-- Dataset extract start --

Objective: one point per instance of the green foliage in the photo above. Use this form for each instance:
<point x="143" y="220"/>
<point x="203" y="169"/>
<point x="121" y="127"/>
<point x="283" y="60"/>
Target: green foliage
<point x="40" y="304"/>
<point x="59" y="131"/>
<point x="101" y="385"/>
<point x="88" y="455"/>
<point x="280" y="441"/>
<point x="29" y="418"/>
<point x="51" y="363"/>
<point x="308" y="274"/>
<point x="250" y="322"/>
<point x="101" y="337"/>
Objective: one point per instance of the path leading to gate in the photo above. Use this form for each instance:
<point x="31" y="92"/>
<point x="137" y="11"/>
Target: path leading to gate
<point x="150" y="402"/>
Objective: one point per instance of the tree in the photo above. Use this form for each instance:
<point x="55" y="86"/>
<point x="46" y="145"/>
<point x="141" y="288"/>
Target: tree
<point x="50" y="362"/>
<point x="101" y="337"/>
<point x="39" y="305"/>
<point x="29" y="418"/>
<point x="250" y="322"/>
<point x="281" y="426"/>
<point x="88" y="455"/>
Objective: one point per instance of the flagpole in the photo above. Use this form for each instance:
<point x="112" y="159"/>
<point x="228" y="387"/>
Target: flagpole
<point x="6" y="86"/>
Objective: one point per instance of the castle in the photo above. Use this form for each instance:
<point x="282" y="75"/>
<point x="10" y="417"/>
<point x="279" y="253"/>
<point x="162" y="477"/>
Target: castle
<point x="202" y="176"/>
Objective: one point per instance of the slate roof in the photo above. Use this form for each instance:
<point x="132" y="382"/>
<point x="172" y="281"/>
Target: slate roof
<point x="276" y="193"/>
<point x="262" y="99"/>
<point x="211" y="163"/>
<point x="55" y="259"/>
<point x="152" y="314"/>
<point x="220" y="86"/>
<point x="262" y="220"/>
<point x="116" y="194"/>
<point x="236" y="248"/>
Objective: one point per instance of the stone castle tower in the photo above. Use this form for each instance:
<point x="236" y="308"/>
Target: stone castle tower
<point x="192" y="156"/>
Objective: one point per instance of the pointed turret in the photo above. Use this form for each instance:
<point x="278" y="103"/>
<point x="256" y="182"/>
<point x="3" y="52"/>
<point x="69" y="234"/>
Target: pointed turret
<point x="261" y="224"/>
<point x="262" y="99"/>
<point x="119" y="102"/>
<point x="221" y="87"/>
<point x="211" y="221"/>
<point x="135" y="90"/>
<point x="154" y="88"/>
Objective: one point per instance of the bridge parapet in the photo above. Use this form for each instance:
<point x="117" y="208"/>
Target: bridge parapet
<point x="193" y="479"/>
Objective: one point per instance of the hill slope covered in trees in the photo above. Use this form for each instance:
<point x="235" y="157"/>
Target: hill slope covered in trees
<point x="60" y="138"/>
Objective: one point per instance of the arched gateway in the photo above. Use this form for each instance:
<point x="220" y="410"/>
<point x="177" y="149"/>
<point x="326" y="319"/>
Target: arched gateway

-- Dataset extract end --

▸ **Given request**: Output the records above in their entirety, exactly.

▸ **Finished task**:
Objective: one point per instance of the green foliage in the photo above. Use this form for each instance:
<point x="143" y="220"/>
<point x="203" y="169"/>
<point x="121" y="127"/>
<point x="283" y="60"/>
Target: green foliage
<point x="40" y="304"/>
<point x="59" y="131"/>
<point x="101" y="385"/>
<point x="88" y="455"/>
<point x="280" y="441"/>
<point x="29" y="418"/>
<point x="51" y="363"/>
<point x="308" y="274"/>
<point x="250" y="322"/>
<point x="101" y="337"/>
Objective: one point per instance of the path leading to gate in the photo above. Use this form for each instance:
<point x="31" y="92"/>
<point x="137" y="11"/>
Target: path leading to gate
<point x="150" y="402"/>
Objective: one point per instance of the tree in the photo above. Use this form for each instance:
<point x="55" y="86"/>
<point x="46" y="145"/>
<point x="141" y="288"/>
Target: tree
<point x="50" y="362"/>
<point x="101" y="337"/>
<point x="39" y="305"/>
<point x="29" y="418"/>
<point x="250" y="322"/>
<point x="281" y="426"/>
<point x="88" y="455"/>
Objective: one point per instance of the flagpole in the photo above. Use this form for each instance:
<point x="112" y="159"/>
<point x="228" y="387"/>
Target: flagpole
<point x="6" y="86"/>
Objective: one point per instance of the castle in the photo above. Use this form for each instance:
<point x="282" y="75"/>
<point x="10" y="417"/>
<point x="279" y="253"/>
<point x="162" y="477"/>
Target: castle
<point x="202" y="176"/>
Objective: one point per instance of the slate roof in the photo above. Use this form for each instance:
<point x="132" y="382"/>
<point x="172" y="281"/>
Target: slate roof
<point x="276" y="193"/>
<point x="262" y="99"/>
<point x="211" y="163"/>
<point x="55" y="259"/>
<point x="152" y="314"/>
<point x="220" y="86"/>
<point x="262" y="220"/>
<point x="116" y="194"/>
<point x="236" y="248"/>
Objective: one point per instance of the stone castle tower in the photo above. Use this form for each instance:
<point x="236" y="308"/>
Target: stone castle tower
<point x="192" y="156"/>
Objective: one point per instance of the pointed turret in the photo above. Use this form for each instance:
<point x="278" y="103"/>
<point x="256" y="182"/>
<point x="3" y="52"/>
<point x="69" y="234"/>
Target: pointed turret
<point x="261" y="224"/>
<point x="262" y="99"/>
<point x="119" y="102"/>
<point x="221" y="87"/>
<point x="211" y="221"/>
<point x="135" y="90"/>
<point x="154" y="88"/>
Objective: one point per instance of the bridge parapet in the photo above. Use this form for each instance:
<point x="117" y="208"/>
Target: bridge parapet
<point x="193" y="479"/>
Objective: one point per instance of the hill slope covered in trees in the photo above. Use this form for each instance:
<point x="235" y="157"/>
Target: hill slope covered in trees
<point x="60" y="138"/>
Objective: one point per instance of the arched gateway in the photo above. Use this form for each instance:
<point x="220" y="410"/>
<point x="177" y="149"/>
<point x="326" y="319"/>
Target: arched gateway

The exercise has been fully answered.